→ What you need to do:
Would you output, exactly as written, the line with "Query: yellow sponge" and all lines after it to the end of the data below, and no others?

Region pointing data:
• • •
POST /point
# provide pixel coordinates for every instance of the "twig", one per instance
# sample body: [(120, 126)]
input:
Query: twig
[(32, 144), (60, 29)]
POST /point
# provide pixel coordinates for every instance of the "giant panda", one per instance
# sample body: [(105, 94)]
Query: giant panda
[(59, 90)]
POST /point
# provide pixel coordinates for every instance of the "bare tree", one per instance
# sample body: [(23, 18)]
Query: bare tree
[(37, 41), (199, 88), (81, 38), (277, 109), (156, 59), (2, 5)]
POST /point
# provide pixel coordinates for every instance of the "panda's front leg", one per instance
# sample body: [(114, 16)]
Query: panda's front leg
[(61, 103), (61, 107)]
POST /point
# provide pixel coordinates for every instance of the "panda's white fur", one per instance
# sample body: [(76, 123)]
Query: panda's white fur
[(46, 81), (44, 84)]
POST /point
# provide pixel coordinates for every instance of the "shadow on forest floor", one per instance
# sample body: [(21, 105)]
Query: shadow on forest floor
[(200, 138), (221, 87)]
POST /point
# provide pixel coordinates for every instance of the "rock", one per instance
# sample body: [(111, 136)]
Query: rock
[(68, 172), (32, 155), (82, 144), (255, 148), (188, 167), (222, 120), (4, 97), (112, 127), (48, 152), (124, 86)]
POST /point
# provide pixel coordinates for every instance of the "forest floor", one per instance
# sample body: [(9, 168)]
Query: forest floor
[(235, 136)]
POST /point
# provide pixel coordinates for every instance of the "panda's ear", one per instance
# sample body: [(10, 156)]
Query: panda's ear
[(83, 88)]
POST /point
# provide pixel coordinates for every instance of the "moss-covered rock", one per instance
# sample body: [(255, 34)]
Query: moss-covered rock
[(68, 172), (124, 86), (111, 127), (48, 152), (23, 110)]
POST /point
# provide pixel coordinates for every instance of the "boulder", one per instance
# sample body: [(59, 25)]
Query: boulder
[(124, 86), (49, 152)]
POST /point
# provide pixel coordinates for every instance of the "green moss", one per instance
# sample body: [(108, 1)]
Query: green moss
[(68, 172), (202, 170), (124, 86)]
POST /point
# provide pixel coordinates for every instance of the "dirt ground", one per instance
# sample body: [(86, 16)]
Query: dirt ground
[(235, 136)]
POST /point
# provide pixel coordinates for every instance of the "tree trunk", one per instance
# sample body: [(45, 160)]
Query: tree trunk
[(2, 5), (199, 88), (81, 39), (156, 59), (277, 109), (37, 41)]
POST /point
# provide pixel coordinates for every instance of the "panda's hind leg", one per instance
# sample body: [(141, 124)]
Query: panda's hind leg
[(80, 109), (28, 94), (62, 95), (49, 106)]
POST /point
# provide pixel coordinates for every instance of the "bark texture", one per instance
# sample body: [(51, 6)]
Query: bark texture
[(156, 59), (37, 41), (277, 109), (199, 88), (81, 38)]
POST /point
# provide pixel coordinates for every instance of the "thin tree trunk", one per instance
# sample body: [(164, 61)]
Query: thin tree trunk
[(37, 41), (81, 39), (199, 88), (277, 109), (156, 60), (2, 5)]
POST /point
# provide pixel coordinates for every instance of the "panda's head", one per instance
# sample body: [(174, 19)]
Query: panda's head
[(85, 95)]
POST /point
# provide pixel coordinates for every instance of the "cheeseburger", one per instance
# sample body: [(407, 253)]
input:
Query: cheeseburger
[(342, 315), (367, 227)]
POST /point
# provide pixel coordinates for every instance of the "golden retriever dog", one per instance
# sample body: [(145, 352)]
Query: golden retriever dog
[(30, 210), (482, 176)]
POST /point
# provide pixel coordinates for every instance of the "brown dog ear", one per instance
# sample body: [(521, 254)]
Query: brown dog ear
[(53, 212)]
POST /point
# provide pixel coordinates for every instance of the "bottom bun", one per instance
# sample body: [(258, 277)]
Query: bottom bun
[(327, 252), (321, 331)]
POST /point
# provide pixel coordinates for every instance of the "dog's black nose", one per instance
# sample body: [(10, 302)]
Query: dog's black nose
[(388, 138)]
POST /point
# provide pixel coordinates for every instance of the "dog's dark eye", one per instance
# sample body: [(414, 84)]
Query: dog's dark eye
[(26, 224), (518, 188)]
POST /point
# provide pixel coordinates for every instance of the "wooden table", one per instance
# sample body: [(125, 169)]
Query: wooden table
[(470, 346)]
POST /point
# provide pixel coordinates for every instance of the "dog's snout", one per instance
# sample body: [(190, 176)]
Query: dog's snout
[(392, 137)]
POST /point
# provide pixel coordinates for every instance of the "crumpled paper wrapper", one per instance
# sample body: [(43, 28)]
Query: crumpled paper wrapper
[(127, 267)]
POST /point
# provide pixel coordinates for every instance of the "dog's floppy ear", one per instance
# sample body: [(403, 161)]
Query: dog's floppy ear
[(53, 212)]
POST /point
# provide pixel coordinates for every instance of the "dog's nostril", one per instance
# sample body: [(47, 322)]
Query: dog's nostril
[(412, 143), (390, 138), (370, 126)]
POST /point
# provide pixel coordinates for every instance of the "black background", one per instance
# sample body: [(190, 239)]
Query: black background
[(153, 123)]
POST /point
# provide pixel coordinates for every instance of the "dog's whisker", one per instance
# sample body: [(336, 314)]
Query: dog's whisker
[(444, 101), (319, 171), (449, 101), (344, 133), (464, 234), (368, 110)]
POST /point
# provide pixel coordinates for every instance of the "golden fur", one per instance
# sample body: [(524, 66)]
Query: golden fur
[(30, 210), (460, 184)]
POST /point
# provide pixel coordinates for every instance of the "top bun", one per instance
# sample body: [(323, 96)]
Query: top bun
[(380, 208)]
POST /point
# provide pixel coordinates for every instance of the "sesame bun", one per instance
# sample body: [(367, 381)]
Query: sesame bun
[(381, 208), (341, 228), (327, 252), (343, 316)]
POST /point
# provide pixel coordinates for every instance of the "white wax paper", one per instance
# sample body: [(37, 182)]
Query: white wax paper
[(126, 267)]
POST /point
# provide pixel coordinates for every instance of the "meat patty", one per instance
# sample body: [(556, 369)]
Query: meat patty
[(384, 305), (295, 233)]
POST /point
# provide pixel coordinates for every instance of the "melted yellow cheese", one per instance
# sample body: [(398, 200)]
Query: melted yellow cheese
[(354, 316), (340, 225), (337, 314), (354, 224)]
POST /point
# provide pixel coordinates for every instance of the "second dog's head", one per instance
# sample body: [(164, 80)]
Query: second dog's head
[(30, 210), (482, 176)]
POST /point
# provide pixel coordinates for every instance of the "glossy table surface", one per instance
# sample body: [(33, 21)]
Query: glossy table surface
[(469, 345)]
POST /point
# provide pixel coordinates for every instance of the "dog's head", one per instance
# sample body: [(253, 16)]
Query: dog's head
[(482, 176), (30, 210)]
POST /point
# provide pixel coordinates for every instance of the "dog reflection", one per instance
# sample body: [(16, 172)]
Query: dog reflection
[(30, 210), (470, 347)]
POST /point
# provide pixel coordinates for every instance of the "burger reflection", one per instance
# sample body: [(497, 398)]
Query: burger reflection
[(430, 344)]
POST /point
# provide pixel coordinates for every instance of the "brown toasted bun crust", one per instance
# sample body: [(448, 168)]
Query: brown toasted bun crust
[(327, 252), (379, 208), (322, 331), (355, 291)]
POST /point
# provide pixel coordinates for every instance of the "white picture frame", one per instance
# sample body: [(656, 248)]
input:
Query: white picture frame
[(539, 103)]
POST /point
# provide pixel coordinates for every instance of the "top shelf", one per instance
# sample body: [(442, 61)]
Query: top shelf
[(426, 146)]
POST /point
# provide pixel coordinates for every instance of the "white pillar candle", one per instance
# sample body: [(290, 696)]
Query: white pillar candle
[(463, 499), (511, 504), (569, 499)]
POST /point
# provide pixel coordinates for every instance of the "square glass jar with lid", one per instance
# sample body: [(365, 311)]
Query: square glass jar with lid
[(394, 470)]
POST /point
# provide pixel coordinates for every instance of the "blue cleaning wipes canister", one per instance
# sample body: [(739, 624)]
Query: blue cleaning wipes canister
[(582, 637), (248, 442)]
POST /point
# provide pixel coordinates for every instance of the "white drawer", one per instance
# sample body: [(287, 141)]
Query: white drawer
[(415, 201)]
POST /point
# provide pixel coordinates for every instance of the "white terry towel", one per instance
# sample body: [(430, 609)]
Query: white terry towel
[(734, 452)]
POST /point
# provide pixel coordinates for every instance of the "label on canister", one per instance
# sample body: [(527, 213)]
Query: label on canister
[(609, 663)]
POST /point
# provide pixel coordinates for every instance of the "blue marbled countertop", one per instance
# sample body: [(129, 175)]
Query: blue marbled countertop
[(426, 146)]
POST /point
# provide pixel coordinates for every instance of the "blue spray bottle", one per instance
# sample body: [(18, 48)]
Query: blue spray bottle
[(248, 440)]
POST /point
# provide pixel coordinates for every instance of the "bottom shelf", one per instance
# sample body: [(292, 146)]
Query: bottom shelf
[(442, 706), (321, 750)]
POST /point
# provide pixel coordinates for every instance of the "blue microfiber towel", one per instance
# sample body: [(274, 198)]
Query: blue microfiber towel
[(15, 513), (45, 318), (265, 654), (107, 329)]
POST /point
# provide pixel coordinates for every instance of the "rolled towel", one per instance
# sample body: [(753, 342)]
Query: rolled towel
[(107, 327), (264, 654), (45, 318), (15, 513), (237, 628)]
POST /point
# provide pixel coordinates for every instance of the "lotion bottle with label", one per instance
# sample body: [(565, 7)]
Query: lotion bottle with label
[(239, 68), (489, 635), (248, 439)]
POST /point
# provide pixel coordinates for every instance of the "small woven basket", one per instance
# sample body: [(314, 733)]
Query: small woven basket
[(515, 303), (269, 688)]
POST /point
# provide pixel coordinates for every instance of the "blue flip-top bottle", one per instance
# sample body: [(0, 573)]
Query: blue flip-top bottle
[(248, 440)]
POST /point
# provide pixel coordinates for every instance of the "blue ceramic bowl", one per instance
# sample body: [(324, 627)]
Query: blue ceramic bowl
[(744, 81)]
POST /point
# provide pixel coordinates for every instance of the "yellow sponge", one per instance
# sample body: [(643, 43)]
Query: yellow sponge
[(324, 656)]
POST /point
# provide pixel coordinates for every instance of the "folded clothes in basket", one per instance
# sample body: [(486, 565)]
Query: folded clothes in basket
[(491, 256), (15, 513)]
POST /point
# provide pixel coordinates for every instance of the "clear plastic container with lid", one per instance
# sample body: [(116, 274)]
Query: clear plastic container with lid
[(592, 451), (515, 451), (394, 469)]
• • •
→ Answer for the task:
Query: yellow sponge
[(324, 656)]
POST /point
# provide pixel coordinates for every instance of the "folded clothes in basket", one per instance
# sample body: [(486, 565)]
Query: folded clothes in basket
[(491, 256), (15, 513)]
POST /point
# provide pixel coordinates for every instance of the "clear plastic container with lid", one per instance
# sample body: [(116, 274)]
Query: clear plastic container with lid
[(592, 451), (515, 451), (394, 469)]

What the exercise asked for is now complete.